To be done: Reproduce the records below word for word, starting with the first line and going on through the line that contains "[(328, 95), (140, 32)]".

## BEGIN Supplied material

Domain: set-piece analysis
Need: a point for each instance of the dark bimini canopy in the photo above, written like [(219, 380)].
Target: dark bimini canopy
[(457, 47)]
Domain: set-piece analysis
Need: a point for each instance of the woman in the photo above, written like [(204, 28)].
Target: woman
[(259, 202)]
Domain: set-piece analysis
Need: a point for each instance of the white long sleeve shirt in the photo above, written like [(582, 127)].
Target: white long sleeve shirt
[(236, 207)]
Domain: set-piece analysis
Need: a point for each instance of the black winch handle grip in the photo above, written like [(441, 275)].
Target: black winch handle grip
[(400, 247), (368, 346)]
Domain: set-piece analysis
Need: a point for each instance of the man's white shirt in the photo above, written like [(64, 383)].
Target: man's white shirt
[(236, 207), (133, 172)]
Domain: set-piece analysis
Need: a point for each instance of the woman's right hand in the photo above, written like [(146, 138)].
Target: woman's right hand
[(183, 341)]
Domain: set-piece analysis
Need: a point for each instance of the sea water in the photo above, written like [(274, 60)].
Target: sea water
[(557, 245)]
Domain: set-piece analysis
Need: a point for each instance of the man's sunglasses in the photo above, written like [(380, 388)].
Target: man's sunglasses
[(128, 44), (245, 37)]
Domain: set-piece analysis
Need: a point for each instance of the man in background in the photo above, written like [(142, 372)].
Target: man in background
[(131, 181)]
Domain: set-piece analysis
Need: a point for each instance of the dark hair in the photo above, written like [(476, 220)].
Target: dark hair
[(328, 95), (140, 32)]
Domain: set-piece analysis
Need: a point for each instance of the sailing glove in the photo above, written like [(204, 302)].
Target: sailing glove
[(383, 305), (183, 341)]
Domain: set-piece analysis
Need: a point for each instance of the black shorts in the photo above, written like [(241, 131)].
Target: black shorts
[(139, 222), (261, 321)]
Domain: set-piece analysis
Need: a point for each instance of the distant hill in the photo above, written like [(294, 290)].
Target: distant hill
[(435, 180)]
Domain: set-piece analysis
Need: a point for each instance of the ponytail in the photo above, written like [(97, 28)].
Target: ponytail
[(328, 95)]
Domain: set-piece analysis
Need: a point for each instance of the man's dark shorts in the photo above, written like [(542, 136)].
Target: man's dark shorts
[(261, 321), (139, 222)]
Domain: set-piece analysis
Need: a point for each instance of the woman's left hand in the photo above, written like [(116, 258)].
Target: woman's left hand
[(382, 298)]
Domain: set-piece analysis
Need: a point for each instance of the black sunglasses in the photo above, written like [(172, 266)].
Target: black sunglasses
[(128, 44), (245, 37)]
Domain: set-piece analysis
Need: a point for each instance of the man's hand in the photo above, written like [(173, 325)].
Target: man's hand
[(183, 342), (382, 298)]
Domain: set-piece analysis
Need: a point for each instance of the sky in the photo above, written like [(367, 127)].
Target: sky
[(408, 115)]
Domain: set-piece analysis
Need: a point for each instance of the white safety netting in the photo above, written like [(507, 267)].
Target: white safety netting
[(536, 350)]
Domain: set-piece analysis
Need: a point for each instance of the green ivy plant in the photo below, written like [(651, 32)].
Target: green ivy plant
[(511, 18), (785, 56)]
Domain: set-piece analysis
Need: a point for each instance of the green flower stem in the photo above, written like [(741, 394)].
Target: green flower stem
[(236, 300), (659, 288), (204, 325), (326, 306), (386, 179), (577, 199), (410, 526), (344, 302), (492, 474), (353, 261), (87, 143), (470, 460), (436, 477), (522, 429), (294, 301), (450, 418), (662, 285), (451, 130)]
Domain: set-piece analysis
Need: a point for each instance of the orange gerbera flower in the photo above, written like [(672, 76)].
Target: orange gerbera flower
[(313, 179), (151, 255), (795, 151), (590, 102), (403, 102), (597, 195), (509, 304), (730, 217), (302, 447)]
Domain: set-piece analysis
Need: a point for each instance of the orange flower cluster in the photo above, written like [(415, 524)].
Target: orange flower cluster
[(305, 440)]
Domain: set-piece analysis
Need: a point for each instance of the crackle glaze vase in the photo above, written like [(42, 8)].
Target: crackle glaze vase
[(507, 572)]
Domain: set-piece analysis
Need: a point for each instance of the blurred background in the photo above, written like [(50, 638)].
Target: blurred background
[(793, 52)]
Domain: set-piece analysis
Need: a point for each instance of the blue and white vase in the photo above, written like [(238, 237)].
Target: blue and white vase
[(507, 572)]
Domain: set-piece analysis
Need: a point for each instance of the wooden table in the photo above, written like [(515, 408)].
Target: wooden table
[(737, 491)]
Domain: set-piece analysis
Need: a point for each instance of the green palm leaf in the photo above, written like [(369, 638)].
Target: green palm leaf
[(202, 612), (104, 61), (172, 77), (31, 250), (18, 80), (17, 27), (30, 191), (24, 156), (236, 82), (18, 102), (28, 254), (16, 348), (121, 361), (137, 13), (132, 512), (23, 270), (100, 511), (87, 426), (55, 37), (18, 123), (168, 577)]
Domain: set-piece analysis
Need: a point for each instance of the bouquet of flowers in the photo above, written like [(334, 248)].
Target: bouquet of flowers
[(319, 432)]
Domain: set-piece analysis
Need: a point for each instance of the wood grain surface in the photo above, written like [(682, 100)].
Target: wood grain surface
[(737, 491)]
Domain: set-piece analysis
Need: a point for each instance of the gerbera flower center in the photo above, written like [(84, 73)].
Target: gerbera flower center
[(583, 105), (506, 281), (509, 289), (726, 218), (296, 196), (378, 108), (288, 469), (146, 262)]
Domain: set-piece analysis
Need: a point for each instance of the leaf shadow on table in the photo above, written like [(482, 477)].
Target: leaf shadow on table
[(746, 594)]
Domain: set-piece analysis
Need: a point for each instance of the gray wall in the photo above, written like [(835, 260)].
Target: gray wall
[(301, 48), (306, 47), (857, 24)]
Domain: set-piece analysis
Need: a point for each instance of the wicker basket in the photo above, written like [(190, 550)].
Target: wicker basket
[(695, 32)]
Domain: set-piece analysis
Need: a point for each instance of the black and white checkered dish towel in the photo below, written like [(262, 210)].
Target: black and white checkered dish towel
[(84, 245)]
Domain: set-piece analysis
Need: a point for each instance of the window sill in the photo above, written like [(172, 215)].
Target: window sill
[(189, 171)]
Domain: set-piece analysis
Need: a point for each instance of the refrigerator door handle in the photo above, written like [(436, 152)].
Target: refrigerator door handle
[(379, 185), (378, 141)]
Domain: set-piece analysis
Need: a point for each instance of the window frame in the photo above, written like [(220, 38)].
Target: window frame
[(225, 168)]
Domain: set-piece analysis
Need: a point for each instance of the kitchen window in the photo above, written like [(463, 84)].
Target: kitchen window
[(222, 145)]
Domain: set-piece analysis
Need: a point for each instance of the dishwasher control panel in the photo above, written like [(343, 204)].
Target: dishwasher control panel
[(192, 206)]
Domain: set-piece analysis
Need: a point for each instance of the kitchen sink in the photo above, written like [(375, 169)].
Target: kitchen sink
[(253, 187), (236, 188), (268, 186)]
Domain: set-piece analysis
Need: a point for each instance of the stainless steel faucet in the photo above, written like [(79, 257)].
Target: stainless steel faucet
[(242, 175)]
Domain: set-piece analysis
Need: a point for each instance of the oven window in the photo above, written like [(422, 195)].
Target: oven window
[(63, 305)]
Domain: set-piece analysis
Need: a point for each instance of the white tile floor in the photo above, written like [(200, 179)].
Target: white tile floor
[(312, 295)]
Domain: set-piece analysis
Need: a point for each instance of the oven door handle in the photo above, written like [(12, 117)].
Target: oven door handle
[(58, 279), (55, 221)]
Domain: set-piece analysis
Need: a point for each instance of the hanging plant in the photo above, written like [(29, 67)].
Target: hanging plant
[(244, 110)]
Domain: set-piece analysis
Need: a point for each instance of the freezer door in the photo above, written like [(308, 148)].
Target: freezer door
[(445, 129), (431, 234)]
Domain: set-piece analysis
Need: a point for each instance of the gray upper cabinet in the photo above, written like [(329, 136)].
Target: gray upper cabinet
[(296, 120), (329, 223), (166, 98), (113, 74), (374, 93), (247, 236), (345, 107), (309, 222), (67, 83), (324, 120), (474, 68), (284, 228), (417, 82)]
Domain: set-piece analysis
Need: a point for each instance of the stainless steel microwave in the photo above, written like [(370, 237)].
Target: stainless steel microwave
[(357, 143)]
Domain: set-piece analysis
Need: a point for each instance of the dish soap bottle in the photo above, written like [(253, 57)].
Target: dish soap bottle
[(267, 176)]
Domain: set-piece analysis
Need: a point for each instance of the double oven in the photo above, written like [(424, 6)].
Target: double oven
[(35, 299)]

## END Supplied material

Written answer:
Domain: set-piece analysis
Need: a point for each instance of the dark bimini canopy in the photo above, written like [(219, 380)].
Target: dark bimini canopy
[(457, 47)]
Domain: set-piece analysis
Need: a point for each instance of the woman in the photo above, written like [(204, 28)].
Target: woman
[(259, 202)]
Domain: set-piece analysis
Need: a point for each instance of the white long sleeve shirt in the photo above, written like [(582, 127)].
Target: white long sleeve shirt
[(236, 207)]
Domain: set-piece analysis
Need: a point for each instance of the black winch handle grip in the photo above, written like [(441, 275)].
Target: black winch handle grip
[(400, 247), (368, 346)]
Domain: set-piece analysis
Need: a point for each instance of the man's white shirt in the photo above, written like [(64, 383)].
Target: man's white shirt
[(236, 207), (133, 172)]
Domain: set-piece analysis
Need: a point for each instance of the woman's right hand in the photo above, written like [(146, 138)].
Target: woman's right hand
[(183, 341)]
Domain: set-piece analysis
Need: a point for each instance of the sea water in the photo above, written like [(274, 60)].
Target: sea water
[(557, 245)]
Domain: set-piece analysis
Need: a point for each instance of the man's sunglasses in the photo above, written like [(380, 388)].
Target: man's sunglasses
[(128, 44), (245, 37)]
Domain: set-piece analysis
Need: a point for each instance of the man in background in the photo above, written like [(142, 372)].
Target: man in background
[(131, 181)]
Domain: set-piece analysis
Need: a point for each instance of the dark hair in the photo above, written like [(476, 220)].
Target: dark hair
[(328, 95), (140, 32)]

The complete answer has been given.